[SOURCE DATA Boundary: Start]

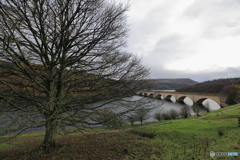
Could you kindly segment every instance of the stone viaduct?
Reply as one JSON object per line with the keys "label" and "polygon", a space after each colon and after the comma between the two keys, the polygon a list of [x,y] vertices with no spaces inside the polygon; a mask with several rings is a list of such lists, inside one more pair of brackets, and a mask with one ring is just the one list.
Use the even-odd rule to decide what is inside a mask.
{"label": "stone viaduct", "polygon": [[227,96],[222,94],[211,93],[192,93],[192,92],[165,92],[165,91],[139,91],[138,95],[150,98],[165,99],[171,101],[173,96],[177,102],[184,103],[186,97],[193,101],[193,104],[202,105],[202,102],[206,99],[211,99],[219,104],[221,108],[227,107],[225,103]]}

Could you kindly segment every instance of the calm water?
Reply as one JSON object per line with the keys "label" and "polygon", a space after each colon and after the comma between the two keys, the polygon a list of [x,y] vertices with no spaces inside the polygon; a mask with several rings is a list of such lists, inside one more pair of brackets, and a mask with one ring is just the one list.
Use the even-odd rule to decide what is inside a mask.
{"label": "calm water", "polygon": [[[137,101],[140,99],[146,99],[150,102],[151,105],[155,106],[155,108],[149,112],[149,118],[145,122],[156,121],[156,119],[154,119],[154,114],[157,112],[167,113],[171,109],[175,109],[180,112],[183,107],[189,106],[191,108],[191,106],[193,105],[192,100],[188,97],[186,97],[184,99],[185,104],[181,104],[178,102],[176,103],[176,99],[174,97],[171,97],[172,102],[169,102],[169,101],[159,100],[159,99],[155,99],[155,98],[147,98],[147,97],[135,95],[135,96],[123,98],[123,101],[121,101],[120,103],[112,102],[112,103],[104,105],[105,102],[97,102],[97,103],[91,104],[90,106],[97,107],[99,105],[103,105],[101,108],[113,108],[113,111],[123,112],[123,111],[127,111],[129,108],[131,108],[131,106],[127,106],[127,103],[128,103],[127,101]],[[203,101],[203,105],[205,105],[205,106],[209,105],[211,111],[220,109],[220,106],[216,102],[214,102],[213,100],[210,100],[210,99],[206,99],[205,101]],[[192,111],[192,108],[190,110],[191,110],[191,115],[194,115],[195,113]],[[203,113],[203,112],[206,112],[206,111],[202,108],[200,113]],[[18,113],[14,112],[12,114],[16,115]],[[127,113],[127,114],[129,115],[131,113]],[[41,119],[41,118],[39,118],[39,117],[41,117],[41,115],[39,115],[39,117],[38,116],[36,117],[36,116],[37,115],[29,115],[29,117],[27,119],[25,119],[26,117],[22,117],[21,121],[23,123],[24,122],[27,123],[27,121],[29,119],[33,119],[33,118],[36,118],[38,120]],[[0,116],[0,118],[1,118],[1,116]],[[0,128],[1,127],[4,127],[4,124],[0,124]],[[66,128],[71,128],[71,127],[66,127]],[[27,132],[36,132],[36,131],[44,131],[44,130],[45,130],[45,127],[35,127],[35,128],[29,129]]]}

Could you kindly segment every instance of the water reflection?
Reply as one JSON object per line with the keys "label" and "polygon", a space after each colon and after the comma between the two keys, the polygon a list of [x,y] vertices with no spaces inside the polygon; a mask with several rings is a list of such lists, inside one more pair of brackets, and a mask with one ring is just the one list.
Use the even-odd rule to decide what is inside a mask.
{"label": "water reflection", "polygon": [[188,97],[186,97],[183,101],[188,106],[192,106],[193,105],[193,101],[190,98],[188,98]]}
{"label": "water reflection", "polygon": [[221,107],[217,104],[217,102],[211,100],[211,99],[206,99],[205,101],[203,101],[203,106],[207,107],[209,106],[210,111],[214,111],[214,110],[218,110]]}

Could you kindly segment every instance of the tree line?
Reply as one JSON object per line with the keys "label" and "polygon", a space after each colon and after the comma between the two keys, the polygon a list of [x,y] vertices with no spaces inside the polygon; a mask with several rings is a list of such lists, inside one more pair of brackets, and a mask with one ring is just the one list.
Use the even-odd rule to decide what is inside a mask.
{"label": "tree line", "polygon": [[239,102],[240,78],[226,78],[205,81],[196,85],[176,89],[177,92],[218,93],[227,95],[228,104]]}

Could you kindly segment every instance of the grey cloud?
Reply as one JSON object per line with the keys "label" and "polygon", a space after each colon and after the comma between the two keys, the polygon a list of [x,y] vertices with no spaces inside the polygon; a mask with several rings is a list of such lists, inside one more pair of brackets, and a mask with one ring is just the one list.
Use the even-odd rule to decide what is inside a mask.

[SOURCE DATA Boundary: End]

= WORK REQUIRED =
Transcribe the material exactly, and leave out whatever pictures it holds.

= TASK ANSWER =
Could you kindly segment every instance of the stone viaduct?
Reply as one JSON object per line with the keys "label" and "polygon", a space after each colon and after the comma between the two keys, the polygon a list of [x,y] vertices with no spaces inside the polygon; a mask with several rings is a list of such lists, inside one more pair of brackets, and a mask with one ring is just the one list.
Use the even-odd rule to decide what is inside a mask.
{"label": "stone viaduct", "polygon": [[227,96],[222,94],[211,93],[192,93],[192,92],[165,92],[165,91],[139,91],[138,95],[150,98],[165,99],[171,101],[173,96],[177,102],[184,103],[186,97],[193,101],[193,104],[202,105],[202,102],[206,99],[211,99],[219,104],[221,108],[227,107],[225,103]]}

Could you kindly segment every instance of the calm water?
Reply as one JSON object per line with the keys "label" and "polygon", a space after each colon and after the comma between the two keys, the polygon a list of [x,y] vertices with no spaces inside the polygon; a mask with several rings is a list of such lists, inside one more pair of brackets, and a mask with one ring is just the one list.
Use the even-odd rule to decide what is inside a mask.
{"label": "calm water", "polygon": [[[137,101],[140,99],[146,99],[150,102],[151,105],[155,106],[155,108],[149,112],[149,118],[145,122],[156,121],[156,119],[154,119],[154,114],[157,112],[167,113],[171,109],[175,109],[180,112],[183,107],[189,106],[191,108],[191,106],[193,105],[192,100],[188,97],[186,97],[184,99],[185,104],[181,104],[178,102],[176,103],[176,99],[174,97],[171,97],[172,102],[169,102],[169,101],[159,100],[159,99],[155,99],[155,98],[147,98],[147,97],[135,95],[135,96],[123,98],[123,101],[121,101],[120,103],[112,102],[112,103],[104,105],[105,102],[97,102],[97,103],[91,104],[90,106],[97,107],[99,105],[103,105],[101,108],[113,108],[113,111],[123,112],[123,111],[127,111],[129,108],[131,108],[131,106],[127,106],[127,103],[128,103],[127,101]],[[203,101],[203,105],[205,105],[205,106],[209,105],[211,111],[220,109],[220,106],[216,102],[214,102],[213,100],[210,100],[210,99],[206,99],[205,101]],[[192,111],[192,108],[190,110],[191,110],[191,115],[194,115],[195,113]],[[203,113],[203,112],[206,112],[206,111],[202,108],[200,113]],[[18,113],[14,112],[12,114],[16,115]],[[127,113],[127,114],[129,115],[131,113]],[[41,119],[41,118],[39,118],[39,117],[41,117],[41,115],[39,115],[39,117],[38,116],[36,117],[36,116],[37,115],[29,115],[29,117],[27,119],[25,119],[26,117],[22,117],[21,121],[23,123],[24,122],[27,123],[27,121],[29,119],[33,119],[33,118],[36,118],[38,120]],[[0,116],[0,118],[1,118],[1,116]],[[0,128],[1,127],[4,127],[4,124],[0,124]],[[66,128],[71,128],[71,127],[66,127]],[[27,132],[36,132],[36,131],[44,131],[44,130],[45,130],[45,127],[35,127],[35,128],[29,129]]]}

Could you kindly segment every instance of the water reflection?
Reply as one JSON object per line with the keys "label" and "polygon", a space after each colon and after the comma between the two keys, the polygon a list of [x,y] vertices with no spaces inside the polygon; a mask with several rings is a list of such lists, inside one more pair of brackets, and a mask with one ring is just the one list.
Use the even-odd rule to decide what is inside a mask.
{"label": "water reflection", "polygon": [[188,97],[186,97],[183,101],[188,106],[192,106],[193,105],[193,101],[190,98],[188,98]]}
{"label": "water reflection", "polygon": [[221,107],[217,104],[217,102],[211,100],[211,99],[206,99],[205,101],[203,101],[203,106],[207,107],[209,106],[210,111],[214,111],[214,110],[218,110]]}

Could you kindly segment every instance of the tree line?
Reply as one JSON object per line with the keys "label" and "polygon", a space after each colon and after the comma between the two keys, the polygon a list of [x,y] vertices with no spaces inside the polygon; a mask with several rings is a list of such lists, inside one more pair of brackets, and a mask with one ring is just the one list.
Use the even-odd rule to decide what is inside a mask.
{"label": "tree line", "polygon": [[239,102],[240,78],[226,78],[205,81],[196,85],[176,89],[177,92],[218,93],[227,95],[228,104]]}

Could you kindly segment every instance of the grey cloud?
Reply as one JSON object per line with the keys "label" and "polygon", a space after each colon and after the comma between the two keys, the polygon a list of [x,y] vertices with no spaces inside the polygon; a mask with several rings is a list of such lists, inside one more pair of brackets, and a mask with one ring is just the one list.
Use the even-odd rule to decide what is inside a mask.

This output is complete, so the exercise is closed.